UNITED STATES SECURITIES AND EXCHANGE
COMMISSION
Washington, D.C. 20549
 
FORM 8-K
 
CURRENT REPORT
Pursuant to Section 13 or 15(d) of the Securities Exchange Act of 1934
Date of Report (Date of earliest event reported): May 10, 2011
 
Tower Group, Inc.
(Exact name of registrant as specified in its charter)
         
Delaware   000-50990   13-3894120
         
(State or other jurisdiction of incorporation)   (Commission File Number)   (I.R.S. Employer Identification No.)
120 Broadway, 31st Floor
New York, NY 10271
(Address of principal executive offices)
(212) 655-2000
(Registrant’s telephone number, including area code)
 
Check the appropriate box below if the Form 8-K filing is intended to simultaneously satisfy the filing obligation of the registrant under any of the following provisions (see General Instruction A.2. below):
o Written communications pursuant to Rule 425 under the Securities Act (17 CFR 230.425)
o Soliciting material pursuant to Rule 14a-12 under the Exchange Act (17 CFR 240.14a-12)
o Pre-commencement communications pursuant to Rule 14d-2(b) under the Exchange Act (17 CFR 240.14d-2(b))
o Pre-commencement communications pursuant to Rule 13e-4(c) under the Exchange Act (17 CFR 240.13e-4(c))
 
 

 


 

Table of Contents
     
Item 7.01.
  Regulation FD Disclosure
 
   
Item 8.01.
  Other Events
 
   
Item 9.01.
  Financial Statements and Exhibits
SIGNATURES
EXHIBIT INDEX
     
EX-99.1:
  SCHEDULE OF ADJUSTED FINANCIAL INFORMATION
 
   
EX 99-2:
  SCHEDULE OF ADJUSTED SEGMENT RESULTS OF OPERATIONS

 


 

Item 7.01 Regulation FD Disclosure
On Tuesday, May 10, 2011, Michael H. Lee, President and Chief Executive Officer of Tower Group, Inc. (“Tower”) and William E. Hitselberger, Executive Vice President and Chief Financial Officer of Tower gave a presentation to discuss first quarter 2011 financial results. In connection with the presentation, the Company provided a premium revenue projection ranging from $1.75 billion to $1.8 billion for the year ending December 31, 2011.
The information under this Item 7.01 shall be deemed to be “furnished” and shall not be deemed “filed” for purposes of Section 18 of the Securities Exchange Act of 1934, as amended (the “Exchange Act”), or otherwise subject to the liabilities of that section, nor shall it be deemed incorporated by reference in any filing under the Securities Act of 1933, as amended, or the Exchange Act.

INSTRUCTION A> Retype the stretch of the Tower Group filing from "Check the appropriate" through "(17 CFR 230.425)".
INSTRUCTION B> According to the Tower Group filing, what range of premium revenue did the company project for the year ending December 31, 2011?
The lines that come next are from a different source.

MATERIAL SUPPLIED>
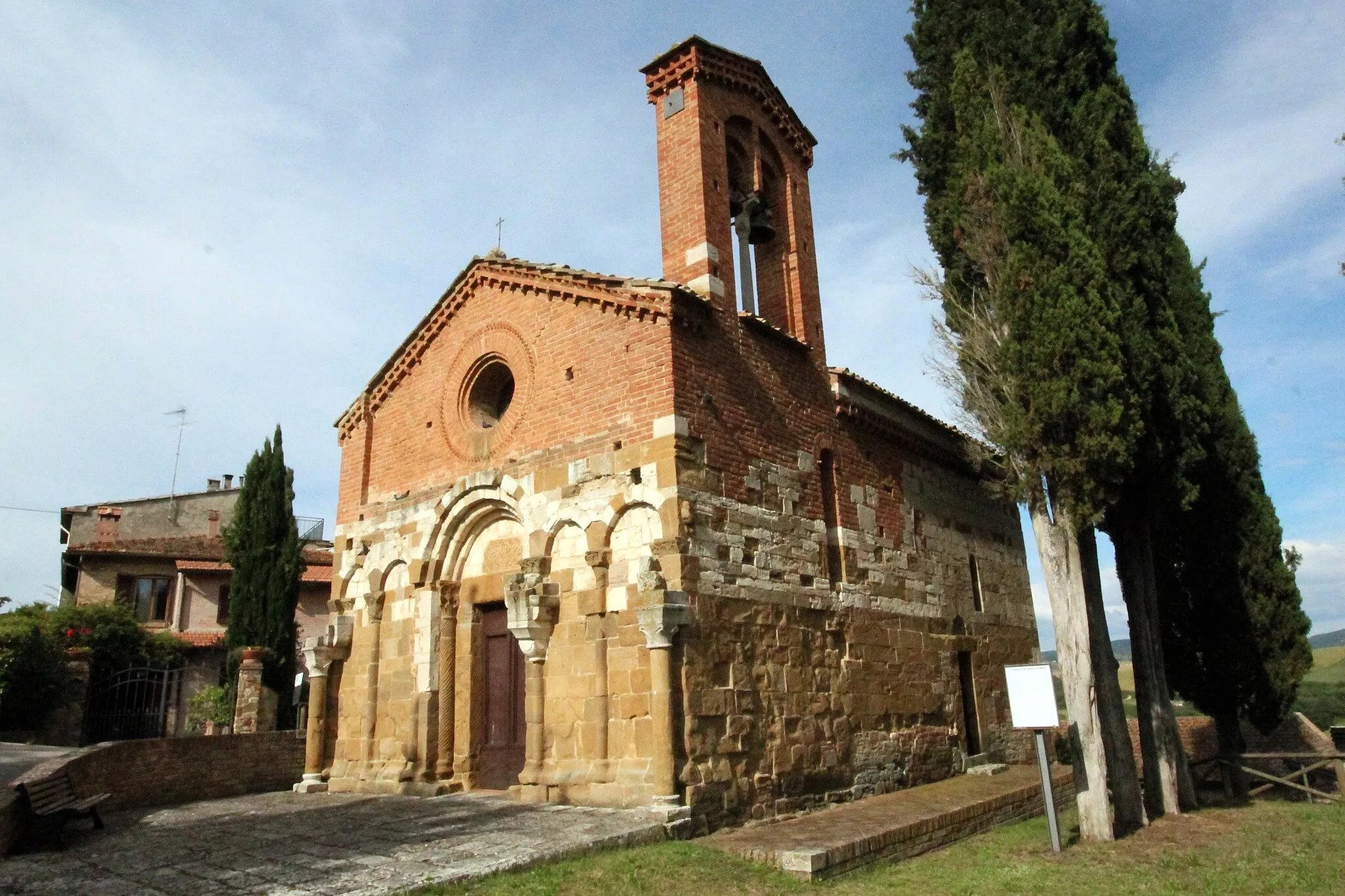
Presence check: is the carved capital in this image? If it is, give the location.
[439,582,463,615]
[304,616,355,678]
[631,589,692,650]
[504,572,561,662]
[518,556,552,576]
[632,557,667,592]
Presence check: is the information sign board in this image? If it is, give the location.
[1005,662,1060,728]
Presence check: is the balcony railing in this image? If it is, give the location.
[295,516,326,542]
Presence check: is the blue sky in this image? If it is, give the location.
[0,0,1345,646]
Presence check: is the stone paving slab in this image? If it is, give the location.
[0,792,665,896]
[703,765,1073,880]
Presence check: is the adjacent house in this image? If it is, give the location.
[60,475,332,735]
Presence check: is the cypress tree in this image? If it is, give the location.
[1155,240,1312,796]
[902,0,1304,817]
[909,49,1138,840]
[900,0,1149,837]
[223,426,304,728]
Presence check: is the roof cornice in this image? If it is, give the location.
[334,255,706,437]
[640,35,818,168]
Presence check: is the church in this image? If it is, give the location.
[296,36,1037,833]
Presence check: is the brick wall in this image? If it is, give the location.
[13,731,304,810]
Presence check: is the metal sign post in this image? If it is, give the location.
[1033,728,1060,853]
[1005,664,1060,853]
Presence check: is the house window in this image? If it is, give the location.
[125,575,172,622]
[967,553,986,612]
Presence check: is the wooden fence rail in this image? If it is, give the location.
[1192,752,1345,803]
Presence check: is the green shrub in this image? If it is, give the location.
[187,685,234,729]
[0,603,67,731]
[49,603,185,681]
[0,603,185,731]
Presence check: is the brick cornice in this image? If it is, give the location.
[640,35,818,168]
[335,257,703,438]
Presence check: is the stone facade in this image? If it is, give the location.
[305,37,1037,829]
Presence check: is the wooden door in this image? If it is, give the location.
[480,605,526,790]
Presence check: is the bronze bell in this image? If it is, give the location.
[748,202,775,246]
[729,186,747,218]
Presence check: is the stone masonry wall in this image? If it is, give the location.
[674,270,1037,829]
[13,731,304,811]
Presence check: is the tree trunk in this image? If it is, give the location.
[1114,515,1196,819]
[1214,711,1248,803]
[1029,496,1113,841]
[1078,526,1145,837]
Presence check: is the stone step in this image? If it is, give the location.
[703,765,1074,880]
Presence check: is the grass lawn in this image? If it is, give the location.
[414,801,1345,896]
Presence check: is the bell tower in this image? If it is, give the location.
[640,36,826,354]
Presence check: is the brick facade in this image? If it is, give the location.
[317,37,1037,828]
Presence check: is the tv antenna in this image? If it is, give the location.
[164,404,191,525]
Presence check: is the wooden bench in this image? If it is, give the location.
[16,771,112,849]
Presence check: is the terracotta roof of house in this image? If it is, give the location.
[168,631,225,647]
[176,552,332,583]
[66,534,332,570]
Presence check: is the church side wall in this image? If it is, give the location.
[675,310,1037,829]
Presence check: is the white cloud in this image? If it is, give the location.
[1146,0,1345,255]
[1285,539,1345,633]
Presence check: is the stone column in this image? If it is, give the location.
[504,572,561,802]
[435,582,460,792]
[234,647,276,735]
[631,560,690,822]
[359,610,384,779]
[295,616,351,794]
[580,548,612,783]
[37,647,93,747]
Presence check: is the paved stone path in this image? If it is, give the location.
[0,792,663,896]
[0,740,70,782]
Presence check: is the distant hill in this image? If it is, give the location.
[1308,629,1345,650]
[1041,638,1130,662]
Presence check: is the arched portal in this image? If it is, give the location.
[447,508,527,790]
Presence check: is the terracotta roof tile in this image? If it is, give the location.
[169,631,225,647]
[66,534,332,571]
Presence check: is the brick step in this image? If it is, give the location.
[705,765,1074,880]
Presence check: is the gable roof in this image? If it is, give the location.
[334,255,707,435]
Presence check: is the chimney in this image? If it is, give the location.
[94,507,121,542]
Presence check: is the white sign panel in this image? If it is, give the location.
[1005,664,1060,728]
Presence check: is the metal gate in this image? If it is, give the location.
[83,666,181,744]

FULL OUTPUT A>
Check the appropriate box below if the Form 8-K filing is intended to simultaneously satisfy the filing obligation of the registrant under any of the following provisions (see General Instruction A.2. below):
o Written communications pursuant to Rule 425 under the Securities Act (17 CFR 230.425)

FULL OUTPUT B> $1.75 billion to $1.8 billion.